WHAT TO PRODUCE:
Copy each of the records below line for line, changing nothing.

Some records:
------------------------

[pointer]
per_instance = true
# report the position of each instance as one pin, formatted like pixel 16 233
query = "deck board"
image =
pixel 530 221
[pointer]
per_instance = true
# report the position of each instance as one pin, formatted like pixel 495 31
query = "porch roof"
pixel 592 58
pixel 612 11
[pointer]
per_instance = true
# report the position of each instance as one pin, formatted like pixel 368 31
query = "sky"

------------------------

EXERCISE SOLUTION:
[pointer]
per_instance = true
# report the position of each instance as one pin, formatted like pixel 16 233
query = "deck board"
image =
pixel 530 221
[pointer]
per_instance = true
# report the position of each instance as one pin, formatted like pixel 495 31
query = "porch roof"
pixel 592 58
pixel 612 11
[pointer]
per_instance = true
# report the position of each instance as one pin, formatted like pixel 368 31
query = "sky"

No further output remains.